• [Request] Write the records out again exactly, leaving no images in.

<<<<

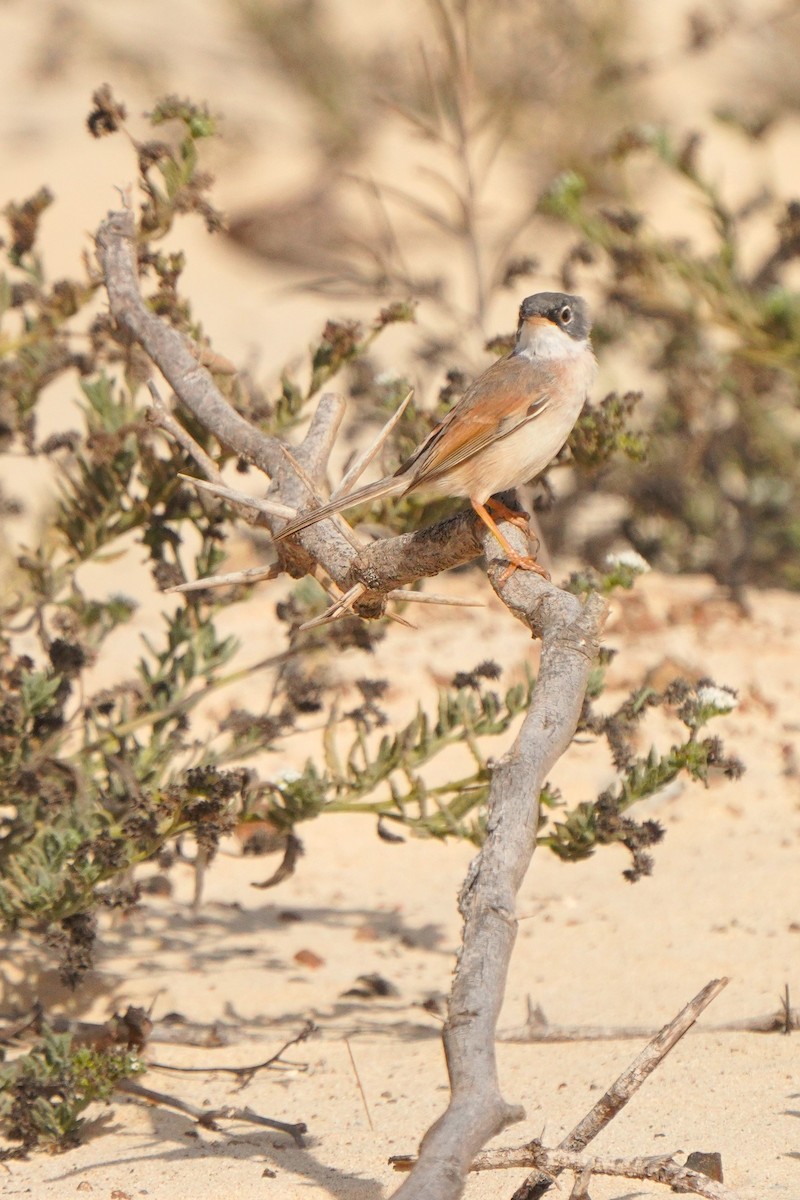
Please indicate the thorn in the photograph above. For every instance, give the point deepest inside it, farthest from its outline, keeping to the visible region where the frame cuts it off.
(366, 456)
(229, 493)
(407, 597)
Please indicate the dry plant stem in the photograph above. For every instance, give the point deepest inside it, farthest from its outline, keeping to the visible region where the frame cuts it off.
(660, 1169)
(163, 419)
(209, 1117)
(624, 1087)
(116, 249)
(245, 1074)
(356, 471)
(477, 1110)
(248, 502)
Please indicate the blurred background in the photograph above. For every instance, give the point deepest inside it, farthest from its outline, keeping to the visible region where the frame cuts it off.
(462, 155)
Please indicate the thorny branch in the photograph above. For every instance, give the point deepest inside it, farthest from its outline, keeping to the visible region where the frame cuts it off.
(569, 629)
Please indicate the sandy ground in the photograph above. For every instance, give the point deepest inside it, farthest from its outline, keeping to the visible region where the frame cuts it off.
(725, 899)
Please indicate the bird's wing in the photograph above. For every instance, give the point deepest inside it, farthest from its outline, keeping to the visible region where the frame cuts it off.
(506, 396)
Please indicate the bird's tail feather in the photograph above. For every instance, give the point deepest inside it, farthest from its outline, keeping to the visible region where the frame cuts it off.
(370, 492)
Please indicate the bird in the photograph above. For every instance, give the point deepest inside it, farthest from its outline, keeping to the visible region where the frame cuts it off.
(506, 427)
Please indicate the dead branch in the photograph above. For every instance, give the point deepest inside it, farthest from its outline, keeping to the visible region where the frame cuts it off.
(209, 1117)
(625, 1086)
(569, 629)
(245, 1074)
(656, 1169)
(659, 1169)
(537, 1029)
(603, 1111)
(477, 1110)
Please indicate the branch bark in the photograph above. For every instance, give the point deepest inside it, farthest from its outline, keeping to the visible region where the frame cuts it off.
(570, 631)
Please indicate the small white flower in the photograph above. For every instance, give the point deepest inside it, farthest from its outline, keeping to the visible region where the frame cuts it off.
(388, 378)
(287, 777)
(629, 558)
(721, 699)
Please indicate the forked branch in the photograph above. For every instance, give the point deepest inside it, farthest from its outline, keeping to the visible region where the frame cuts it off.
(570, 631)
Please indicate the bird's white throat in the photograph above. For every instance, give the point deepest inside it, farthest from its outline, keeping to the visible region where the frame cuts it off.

>>>>

• [Reply]
Please indicate the thorn in the photograph above. For every instance, give the point deepest inside it, farthest from its outline, keeping to the visible region where the frame cuts it off.
(366, 456)
(229, 493)
(407, 597)
Please indicate the dry plant stem in the photograph above. For every instance, give the point deepest inside it, farthest from its outline, keeping to the visible region where the frame cuts it off.
(660, 1169)
(163, 419)
(209, 1117)
(624, 1087)
(116, 249)
(245, 1074)
(356, 471)
(477, 1110)
(248, 502)
Please indicate the blurred background in the photograph above. For every instance, give the point deepest inside it, farthest from its outline, keeping to the visible region where the frame cuts it off.
(462, 155)
Please indicate the thorny branch in the photograph above. For every instance, give the point deepest inside it, farthest from its outline, keeping to the visible region where the frame cuts it off.
(569, 629)
Please indicate the sandy ground in the photograph above. For every instance, give the point deepest inside it, farthest from its outline, keeping to the visible region where the frame cuts it off.
(725, 899)
Please indicate the bird's wing in the photograph above. For every instance, give the point deepest inside it, farthest from its outline, keeping to the visible region where the frame cuts it off.
(506, 396)
Please indicate the bird's tail feather in the photograph above. For every instance, give the point deepest inside it, farthest from its outline, keeping to the visible region where the frame cuts it off.
(370, 492)
Please indicate the bird in the photograph above. For every instance, give the point deepest inside it, farthest from its outline, keeping to the visible region where the frame cuts it off.
(506, 427)
Please indicate the dead branch in the photograph above. For every instance, give the point deepest inside it, farthest from its outline, keeping to the visible region where the frame cuts it off.
(209, 1117)
(625, 1086)
(569, 629)
(245, 1074)
(656, 1169)
(659, 1169)
(537, 1029)
(603, 1111)
(477, 1110)
Please indicate the branch bark in the photograph above. For every instance, give the point deepest inside it, farthest from its outline, keeping to the visible region where the frame cuts it off.
(570, 631)
Please indicate the small white flower in the photograph above. For every instance, give the point deepest inside it, farthest from its outline, keeping to the visible region where the frame cuts it off.
(388, 378)
(287, 777)
(629, 558)
(721, 699)
Please indicate the forked branch in the photograph above. For every instance, give the point deepest inside it, farthest from its outline, keeping to the visible region where the frame cuts it off.
(570, 631)
Please indicate the bird's white throat in the photograph above. For every instance, give the point deepest inside it, farthest from its outline, keeping to the visible region where the frame cuts it off.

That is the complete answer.